EXCERPT TO READ section start

The Eastern Oyster Breeding Consortium is led by longtime colleagues and collaborators Stan Allen of the Virginia Institute of Marine Sciences and Ximing Guo of Rutgers University, who in 1994 made a first breakthrough with breeding tetraploid oysters, a building block for today’s aquaculture industry.

Research at the Rutgers Haskins Shellfish Laboratory and the VIMS Aquaculture Breeding and Technology Center used traditional breeding techniques to develop strains of  Eastern oysters that are now quite resistant to MSX, a parasitic disease that for decades depressed oysters harvests.

Ximing Guo of the Rutgers University Haskins Shellfish Laboratory. Rutgers photo.

Ximing Guo of the Rutgers University Haskins Shellfish Laboratory. Rutgers photo.

In pockets where old oyster beds survived, MSX tended to weaken and kill new shellfish within a couple of years. The development of resistant strains enabled a modest revival that today has grown to a $90 million aquaculture industry, with a growing economic impact from the Carolinas to Maine.

“Our breeding programs at Rutgers and VIMS are at the core of the new consortium,” Allen said in announcing the effort. “The project is a terrific opportunity to develop further ground-breaking approaches with Ximing’s team and our East Coast collaborators, and will hopefully deliver all the more results for industry.”

The project is funded by NOAA Fisheries through the Atlantic States Marine Fisheries Commission. Fourteen shellfish geneticists will build on decades of traditional breeding using new techniques, developed from the successful 2012 sequencing of the Eastern oyster genome .

That potentially gives researchers a roadmap for making direct links between the genetic code and specific traits in adult shellfish. They will be looking at a type of variation in oyster DNA, called a single nucleotide polymorphism (SNP) that is the type most frequently occurring in the genome a variation at a single site in DNA, is the most frequent type of variation in the genome.

“The team will develop a tool called a “SNP chip” to detect variations across the genome, and through a process called genomic selection, these genetic markers will help identify the best performing oysters,” Guo said in a statement from Rutgers.

EXCERPT TO READ section end

- _EXERCISE DETAILS_
Carry on the article about the Eastern oyster breeding consortium from the point where it stops. The items that come next are separate material with no connection to the article.

STORED DATA section start

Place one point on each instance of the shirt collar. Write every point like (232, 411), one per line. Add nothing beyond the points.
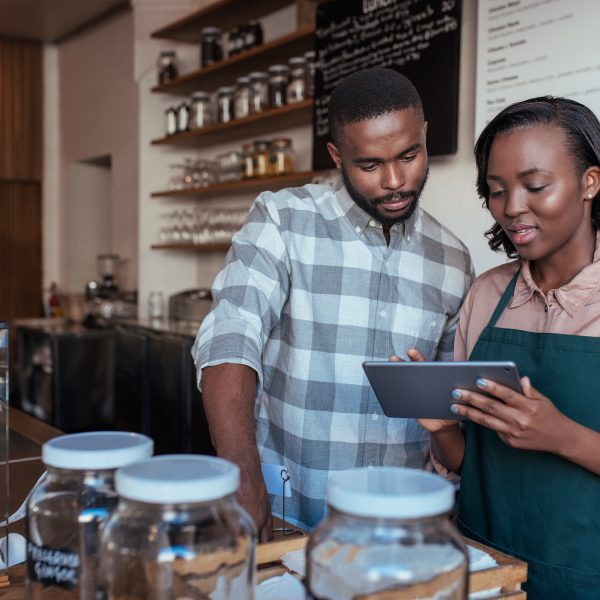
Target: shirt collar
(571, 296)
(360, 219)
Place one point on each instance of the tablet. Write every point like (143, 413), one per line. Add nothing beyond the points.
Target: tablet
(423, 390)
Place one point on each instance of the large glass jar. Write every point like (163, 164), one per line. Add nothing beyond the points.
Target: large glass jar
(387, 535)
(243, 95)
(66, 509)
(225, 104)
(259, 84)
(296, 87)
(278, 80)
(178, 532)
(212, 46)
(201, 111)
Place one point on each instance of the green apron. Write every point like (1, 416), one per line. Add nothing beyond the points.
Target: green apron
(535, 505)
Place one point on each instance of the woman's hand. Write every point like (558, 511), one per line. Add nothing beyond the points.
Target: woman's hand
(528, 421)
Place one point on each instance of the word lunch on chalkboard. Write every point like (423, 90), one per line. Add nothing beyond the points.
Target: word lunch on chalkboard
(419, 38)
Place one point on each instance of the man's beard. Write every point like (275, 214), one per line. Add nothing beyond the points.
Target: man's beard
(369, 205)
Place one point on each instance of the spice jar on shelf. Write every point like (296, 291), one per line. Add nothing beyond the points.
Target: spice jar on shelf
(278, 80)
(281, 157)
(225, 99)
(167, 68)
(201, 110)
(296, 87)
(259, 86)
(260, 158)
(243, 94)
(211, 47)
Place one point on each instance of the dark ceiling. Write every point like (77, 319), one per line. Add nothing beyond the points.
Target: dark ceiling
(52, 20)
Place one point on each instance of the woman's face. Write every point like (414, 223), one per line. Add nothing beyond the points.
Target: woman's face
(537, 195)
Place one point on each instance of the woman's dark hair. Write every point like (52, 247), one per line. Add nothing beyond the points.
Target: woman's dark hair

STORED DATA section end

- _ANSWER TO THIS EXERCISE_
Disease resistance remains the number-one priority for breeding oysters, but the ambition of the project is to breed for other desirable traits – and potentially tailor those to specific oyster-growing regions.

Stan Allen heads the Virginia Institute of Marine Sciences Aquaculture Breeding and Technology Center. VIMS photo.

Stan Allen heads the Virginia Institute of Marine Sciences Aquaculture Breeding and Technology Center. VIMS photo.

In their natural range from the Gulf of Mexico to Maine, oysters grow under a wide variety of environmental conditions. The consortium could develop breeds that grow faster and fatter under those conditions – and offer improved hardiness under difficult circumstances, such as bouts of low-oxygen hypoxia that afflict Chesapeake Bay in summer months.

If the team can identify the genetic markers associated with those traits, shellfish breeders would be able to select specific brood stock to carry those genes for improved performance.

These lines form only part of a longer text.